(Pointing dataset records)

============

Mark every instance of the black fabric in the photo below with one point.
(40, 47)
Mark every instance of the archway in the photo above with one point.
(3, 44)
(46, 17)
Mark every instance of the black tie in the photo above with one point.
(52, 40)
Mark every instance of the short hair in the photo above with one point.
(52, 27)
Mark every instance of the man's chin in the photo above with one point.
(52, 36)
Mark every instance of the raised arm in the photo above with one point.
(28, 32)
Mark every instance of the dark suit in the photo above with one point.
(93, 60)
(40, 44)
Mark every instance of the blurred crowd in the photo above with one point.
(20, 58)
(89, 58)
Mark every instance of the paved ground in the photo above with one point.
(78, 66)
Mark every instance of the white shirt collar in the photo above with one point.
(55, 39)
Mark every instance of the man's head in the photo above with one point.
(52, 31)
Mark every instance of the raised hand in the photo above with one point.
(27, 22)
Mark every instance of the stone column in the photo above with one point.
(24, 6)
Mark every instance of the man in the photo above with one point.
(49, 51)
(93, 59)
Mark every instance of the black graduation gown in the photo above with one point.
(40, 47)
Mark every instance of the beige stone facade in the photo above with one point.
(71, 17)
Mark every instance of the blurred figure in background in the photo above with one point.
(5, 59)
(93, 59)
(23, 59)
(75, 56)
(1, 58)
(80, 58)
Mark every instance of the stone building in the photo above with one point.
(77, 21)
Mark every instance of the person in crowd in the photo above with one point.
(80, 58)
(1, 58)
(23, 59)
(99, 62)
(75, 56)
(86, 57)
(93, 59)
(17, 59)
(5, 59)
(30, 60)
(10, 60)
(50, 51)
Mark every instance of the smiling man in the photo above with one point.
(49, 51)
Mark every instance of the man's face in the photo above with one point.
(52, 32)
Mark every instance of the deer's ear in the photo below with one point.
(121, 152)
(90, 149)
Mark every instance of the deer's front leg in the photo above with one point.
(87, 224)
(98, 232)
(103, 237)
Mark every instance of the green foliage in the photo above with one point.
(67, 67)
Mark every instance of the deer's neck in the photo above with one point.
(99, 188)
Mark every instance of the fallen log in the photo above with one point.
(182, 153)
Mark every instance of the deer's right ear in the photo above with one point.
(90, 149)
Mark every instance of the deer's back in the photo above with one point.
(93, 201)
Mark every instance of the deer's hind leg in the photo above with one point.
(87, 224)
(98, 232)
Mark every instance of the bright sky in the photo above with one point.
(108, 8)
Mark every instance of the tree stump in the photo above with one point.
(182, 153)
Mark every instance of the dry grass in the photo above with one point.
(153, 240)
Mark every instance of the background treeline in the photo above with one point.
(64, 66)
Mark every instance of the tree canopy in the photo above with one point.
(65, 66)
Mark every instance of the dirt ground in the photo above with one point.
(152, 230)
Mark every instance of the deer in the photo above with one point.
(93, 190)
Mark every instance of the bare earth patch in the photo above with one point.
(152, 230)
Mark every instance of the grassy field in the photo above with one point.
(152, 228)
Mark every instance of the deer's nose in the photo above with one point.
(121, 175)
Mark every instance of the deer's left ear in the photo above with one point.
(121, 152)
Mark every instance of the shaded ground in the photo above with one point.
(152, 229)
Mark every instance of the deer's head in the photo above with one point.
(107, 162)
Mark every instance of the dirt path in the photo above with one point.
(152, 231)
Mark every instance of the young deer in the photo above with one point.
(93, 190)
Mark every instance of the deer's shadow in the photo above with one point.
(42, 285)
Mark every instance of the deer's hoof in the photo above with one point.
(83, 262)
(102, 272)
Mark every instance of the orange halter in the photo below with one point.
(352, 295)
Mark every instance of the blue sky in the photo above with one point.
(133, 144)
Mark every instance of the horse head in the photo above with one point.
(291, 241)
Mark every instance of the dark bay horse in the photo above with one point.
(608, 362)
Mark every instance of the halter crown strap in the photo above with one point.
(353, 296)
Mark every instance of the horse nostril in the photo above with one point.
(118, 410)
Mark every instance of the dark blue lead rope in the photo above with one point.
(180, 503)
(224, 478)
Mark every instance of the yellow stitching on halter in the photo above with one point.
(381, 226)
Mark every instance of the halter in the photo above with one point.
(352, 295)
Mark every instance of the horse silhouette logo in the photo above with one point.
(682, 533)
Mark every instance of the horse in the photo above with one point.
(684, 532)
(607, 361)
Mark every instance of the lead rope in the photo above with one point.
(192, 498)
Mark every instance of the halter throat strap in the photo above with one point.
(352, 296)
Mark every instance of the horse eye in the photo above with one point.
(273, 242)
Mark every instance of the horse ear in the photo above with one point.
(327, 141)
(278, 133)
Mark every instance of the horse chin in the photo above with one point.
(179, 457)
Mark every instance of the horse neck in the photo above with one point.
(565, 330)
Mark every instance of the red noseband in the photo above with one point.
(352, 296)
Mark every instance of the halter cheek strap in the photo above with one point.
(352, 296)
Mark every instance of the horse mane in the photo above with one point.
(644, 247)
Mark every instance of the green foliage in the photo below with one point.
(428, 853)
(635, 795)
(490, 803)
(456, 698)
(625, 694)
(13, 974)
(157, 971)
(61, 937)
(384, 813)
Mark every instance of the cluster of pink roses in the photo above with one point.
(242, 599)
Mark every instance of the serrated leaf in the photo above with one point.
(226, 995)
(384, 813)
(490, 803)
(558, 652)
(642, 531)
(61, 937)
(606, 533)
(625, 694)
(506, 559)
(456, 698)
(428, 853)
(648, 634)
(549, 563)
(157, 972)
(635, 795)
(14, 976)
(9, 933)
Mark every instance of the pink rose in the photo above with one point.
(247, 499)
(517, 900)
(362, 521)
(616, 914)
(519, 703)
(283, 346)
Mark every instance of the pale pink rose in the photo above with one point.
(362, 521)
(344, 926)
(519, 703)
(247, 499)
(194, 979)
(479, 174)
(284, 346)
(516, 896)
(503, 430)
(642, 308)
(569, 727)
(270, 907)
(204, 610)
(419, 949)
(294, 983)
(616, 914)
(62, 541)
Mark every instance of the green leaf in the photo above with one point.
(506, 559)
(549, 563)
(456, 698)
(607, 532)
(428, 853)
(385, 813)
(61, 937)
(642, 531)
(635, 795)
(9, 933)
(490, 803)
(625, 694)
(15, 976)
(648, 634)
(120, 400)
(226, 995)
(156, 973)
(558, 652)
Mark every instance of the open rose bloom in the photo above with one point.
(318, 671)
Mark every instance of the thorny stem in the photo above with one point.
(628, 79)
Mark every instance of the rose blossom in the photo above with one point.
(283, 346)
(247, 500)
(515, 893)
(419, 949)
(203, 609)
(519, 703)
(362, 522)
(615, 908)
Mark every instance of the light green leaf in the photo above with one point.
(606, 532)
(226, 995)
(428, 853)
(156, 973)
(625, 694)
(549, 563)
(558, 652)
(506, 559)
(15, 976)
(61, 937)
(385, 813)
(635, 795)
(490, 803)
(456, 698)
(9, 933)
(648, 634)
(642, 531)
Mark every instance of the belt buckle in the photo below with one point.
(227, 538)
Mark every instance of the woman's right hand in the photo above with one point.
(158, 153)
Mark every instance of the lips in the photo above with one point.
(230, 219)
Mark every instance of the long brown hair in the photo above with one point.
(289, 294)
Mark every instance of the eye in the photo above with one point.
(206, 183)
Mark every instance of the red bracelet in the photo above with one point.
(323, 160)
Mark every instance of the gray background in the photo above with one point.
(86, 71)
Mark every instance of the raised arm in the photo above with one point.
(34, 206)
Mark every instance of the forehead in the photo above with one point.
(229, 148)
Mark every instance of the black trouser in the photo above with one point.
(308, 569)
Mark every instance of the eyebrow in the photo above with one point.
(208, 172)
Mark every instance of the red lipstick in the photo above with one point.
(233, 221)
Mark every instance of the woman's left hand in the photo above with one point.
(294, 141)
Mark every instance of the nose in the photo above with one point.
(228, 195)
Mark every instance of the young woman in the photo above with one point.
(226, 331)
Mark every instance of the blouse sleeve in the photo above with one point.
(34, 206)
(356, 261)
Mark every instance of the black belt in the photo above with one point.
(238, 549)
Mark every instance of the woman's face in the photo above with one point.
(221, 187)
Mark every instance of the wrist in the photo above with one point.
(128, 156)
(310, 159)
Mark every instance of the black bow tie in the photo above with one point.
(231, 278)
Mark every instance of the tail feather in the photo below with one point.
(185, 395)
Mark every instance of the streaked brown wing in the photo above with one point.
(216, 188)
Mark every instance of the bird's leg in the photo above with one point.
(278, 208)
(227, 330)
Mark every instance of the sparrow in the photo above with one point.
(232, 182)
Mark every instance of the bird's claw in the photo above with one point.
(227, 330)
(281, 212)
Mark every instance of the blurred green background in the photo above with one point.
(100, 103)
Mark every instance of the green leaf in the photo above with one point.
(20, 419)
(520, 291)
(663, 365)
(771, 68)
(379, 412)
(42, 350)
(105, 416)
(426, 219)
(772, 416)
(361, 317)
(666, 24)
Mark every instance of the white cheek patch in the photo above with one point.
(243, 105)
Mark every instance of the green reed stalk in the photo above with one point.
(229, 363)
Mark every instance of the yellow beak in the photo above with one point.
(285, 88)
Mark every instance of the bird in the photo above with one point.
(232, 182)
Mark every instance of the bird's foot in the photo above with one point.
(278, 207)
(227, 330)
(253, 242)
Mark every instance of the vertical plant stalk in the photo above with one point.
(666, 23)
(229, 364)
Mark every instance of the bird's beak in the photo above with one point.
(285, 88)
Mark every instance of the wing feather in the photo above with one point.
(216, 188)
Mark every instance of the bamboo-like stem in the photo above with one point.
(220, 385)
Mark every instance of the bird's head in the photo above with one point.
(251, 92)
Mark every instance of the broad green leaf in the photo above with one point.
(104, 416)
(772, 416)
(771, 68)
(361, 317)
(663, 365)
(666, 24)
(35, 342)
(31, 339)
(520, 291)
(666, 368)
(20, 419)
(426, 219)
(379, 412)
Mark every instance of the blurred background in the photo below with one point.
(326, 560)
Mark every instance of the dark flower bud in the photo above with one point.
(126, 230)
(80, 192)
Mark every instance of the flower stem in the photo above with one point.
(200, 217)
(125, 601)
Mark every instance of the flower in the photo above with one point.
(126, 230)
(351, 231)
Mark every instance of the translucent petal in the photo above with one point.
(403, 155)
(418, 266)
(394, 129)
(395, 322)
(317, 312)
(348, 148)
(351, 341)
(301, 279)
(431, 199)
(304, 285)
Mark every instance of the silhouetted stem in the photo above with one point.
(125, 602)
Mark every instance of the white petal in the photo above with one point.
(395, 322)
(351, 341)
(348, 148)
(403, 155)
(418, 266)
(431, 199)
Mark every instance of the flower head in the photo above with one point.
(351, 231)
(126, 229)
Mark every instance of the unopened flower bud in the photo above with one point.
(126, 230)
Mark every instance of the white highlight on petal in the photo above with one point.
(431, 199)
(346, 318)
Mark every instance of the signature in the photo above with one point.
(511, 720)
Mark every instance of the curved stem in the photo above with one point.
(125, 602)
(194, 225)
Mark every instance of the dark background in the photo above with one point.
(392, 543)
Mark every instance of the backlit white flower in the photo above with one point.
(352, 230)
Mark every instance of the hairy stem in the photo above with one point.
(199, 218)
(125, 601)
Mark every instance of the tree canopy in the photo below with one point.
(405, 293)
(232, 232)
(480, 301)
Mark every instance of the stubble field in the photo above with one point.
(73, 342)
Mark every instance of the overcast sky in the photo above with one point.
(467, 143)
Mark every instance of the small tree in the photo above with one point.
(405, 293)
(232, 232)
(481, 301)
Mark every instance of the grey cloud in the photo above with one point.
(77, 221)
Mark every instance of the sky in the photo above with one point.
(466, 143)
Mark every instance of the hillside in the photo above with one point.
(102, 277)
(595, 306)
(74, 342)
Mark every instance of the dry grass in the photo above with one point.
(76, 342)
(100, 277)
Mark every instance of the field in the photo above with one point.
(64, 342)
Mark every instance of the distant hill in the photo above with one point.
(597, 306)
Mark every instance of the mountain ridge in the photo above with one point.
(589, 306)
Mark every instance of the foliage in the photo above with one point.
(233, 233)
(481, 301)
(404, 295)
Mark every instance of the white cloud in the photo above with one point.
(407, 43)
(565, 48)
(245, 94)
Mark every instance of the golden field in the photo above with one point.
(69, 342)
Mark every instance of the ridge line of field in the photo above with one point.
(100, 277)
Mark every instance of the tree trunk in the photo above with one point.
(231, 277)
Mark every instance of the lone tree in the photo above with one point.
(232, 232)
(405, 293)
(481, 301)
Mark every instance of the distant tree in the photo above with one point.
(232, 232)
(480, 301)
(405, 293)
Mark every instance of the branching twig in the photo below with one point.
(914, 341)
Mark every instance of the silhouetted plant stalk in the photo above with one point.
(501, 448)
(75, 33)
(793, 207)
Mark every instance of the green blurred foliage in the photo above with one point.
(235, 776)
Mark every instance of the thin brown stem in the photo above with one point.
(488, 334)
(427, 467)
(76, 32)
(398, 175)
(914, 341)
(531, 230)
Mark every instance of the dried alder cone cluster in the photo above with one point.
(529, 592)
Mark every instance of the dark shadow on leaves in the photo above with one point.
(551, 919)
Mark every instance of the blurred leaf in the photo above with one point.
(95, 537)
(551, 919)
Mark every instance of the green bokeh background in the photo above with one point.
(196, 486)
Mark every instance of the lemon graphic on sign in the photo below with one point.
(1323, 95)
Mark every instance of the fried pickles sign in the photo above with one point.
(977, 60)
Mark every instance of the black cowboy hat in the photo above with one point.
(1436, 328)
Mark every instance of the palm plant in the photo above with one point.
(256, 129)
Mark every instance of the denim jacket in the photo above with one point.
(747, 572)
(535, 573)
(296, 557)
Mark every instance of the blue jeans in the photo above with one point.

============

**TASK REQUIREMENTS:** Your task is to transcribe the line containing "Mark every instance of the branching" and every line after it, through the last line of the data, exactly as written and with nothing more.

**ANSWER TO THIS EXERCISE:**
Mark every instance of the branching twig in the photo below with one point.
(914, 341)
Mark every instance of the silhouetted plant stalk in the photo above with one point.
(501, 448)
(75, 33)
(793, 207)
Mark every instance of the green blurred foliage in the photo above with one point.
(235, 776)
Mark every instance of the thin brown stem in the photo above with one point.
(488, 334)
(427, 467)
(76, 32)
(398, 175)
(914, 341)
(531, 230)
Mark every instance of the dried alder cone cluster in the photo above with one point.
(529, 592)
Mark every instance of the dark shadow on leaves in the photo above with one point.
(551, 919)
Mark every instance of the blurred leaf in the photo above with one point.
(95, 537)
(551, 919)
Mark every instance of the green bokeh background in the photo above with one point.
(196, 486)
Mark every instance of the lemon graphic on sign in the photo below with one point.
(1323, 95)
Mark every instance of the fried pickles sign in the photo above with one point.
(977, 60)
Mark every instance of the black cowboy hat in the photo above with one point.
(1436, 328)
Mark every instance of the palm plant in the photo above with one point.
(256, 129)
Mark every instance of the denim jacket in the photo above with one point.
(747, 572)
(535, 573)
(296, 557)
Mark every instance of the blue jeans in the photo above with one point.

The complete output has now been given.